**YOUR OBJECTIVE**
Your output should be the complete listing, repeated exactly.
□ □ □ □
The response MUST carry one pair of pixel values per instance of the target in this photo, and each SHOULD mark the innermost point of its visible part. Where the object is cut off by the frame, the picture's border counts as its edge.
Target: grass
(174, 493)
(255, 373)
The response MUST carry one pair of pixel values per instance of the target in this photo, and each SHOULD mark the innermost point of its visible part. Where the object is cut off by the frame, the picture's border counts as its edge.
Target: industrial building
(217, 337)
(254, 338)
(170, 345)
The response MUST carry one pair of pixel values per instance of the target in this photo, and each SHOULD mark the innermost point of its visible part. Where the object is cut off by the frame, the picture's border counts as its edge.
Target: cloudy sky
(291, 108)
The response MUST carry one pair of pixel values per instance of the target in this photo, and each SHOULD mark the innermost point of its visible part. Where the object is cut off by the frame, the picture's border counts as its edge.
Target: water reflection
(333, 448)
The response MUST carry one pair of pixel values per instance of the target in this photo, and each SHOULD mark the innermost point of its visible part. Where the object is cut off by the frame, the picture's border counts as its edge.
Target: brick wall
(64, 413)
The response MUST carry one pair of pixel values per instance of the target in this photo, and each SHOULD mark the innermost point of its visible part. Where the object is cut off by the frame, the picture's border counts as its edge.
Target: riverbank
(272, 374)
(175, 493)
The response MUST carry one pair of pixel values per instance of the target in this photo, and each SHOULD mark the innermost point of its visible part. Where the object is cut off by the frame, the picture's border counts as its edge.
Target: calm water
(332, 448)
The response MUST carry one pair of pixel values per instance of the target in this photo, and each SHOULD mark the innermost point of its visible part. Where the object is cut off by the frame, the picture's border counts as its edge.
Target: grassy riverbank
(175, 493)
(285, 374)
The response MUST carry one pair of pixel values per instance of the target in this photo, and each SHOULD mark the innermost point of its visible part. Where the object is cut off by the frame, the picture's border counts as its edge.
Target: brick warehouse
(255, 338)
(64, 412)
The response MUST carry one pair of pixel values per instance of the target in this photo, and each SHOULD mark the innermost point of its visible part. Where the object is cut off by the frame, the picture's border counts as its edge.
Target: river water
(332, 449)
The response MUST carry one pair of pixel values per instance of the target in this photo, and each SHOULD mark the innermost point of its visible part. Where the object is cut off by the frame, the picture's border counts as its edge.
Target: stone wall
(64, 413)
□ □ □ □
**ANSWER TO THIS TASK**
The response MUST carry one pair of pixel values per instance of the target in this photo, and each SHOULD mark the innermost point of its visible part. Where the object is cut off by the frame, the picture's border counts as its edge.
Target: grass
(174, 493)
(255, 373)
The response MUST carry one pair of pixel values per instance of the target in this photo, and each SHOULD mark the innermost point of its visible part. Where the object is cut off by the frame, the picture's border counts as its edge.
Target: industrial building
(217, 337)
(254, 338)
(170, 345)
The response MUST carry one pair of pixel values per instance of the target in this photo, and each SHOULD mark the innermost point of its visible part. Where the object is cut off by the frame, the picture's border counts as its edge.
Target: cloudy sky
(291, 108)
The response MUST carry one pair of pixel values per instance of the target in this photo, and each SHOULD mark the innermost point of its visible part. Where the object is cut off by the frame, the picture's border counts as its edge.
Target: water reflection
(333, 448)
The response MUST carry one pair of pixel values per instance of the target in this photo, and each SHOULD mark the innermost point of its visible part. Where the object is cut off by the frame, the picture's border counts as its edge.
Target: brick wall
(64, 413)
The response MUST carry one pair of pixel values per instance of the target in this photo, and each SHOULD mark the innermost point of its visible part. Where the object is cut off by the frame, the picture's border counts as its edge.
Target: riverbank
(272, 374)
(175, 493)
The response MUST carry one pair of pixel values per instance of the target in this photo, and each SHOULD mark the innermost point of its visible part. Where the object is cut off by the frame, the picture's border counts as its edge.
Target: calm water
(332, 448)
The response MUST carry one pair of pixel values per instance of the target in this photo, and each SHOULD mark the innermost point of its visible part. Where the object is cut off by the frame, the picture's border counts as its edge.
Target: grassy riverbank
(175, 493)
(285, 374)
The response MUST carry one pair of pixel values per instance of the target in this photo, and each SHOULD mark the innermost point of its visible part. Where the object is cut off by the frame, the picture's border counts as its edge.
Target: brick warehouse
(255, 338)
(64, 412)
The response MUST carry one pair of pixel values per instance of the target in this photo, and each SHOULD mark the innermost point of its visible part. Where the object is cut off by the frame, the picture's border counts as its edge.
Target: river water
(332, 449)
The response MUST carry one pair of pixel values per instance of the target in this photo, and each SHOULD mark the innermost point of its visible part. Where the object is cut off by the frame, the picture's border counts as its edge.
Target: stone wall
(64, 413)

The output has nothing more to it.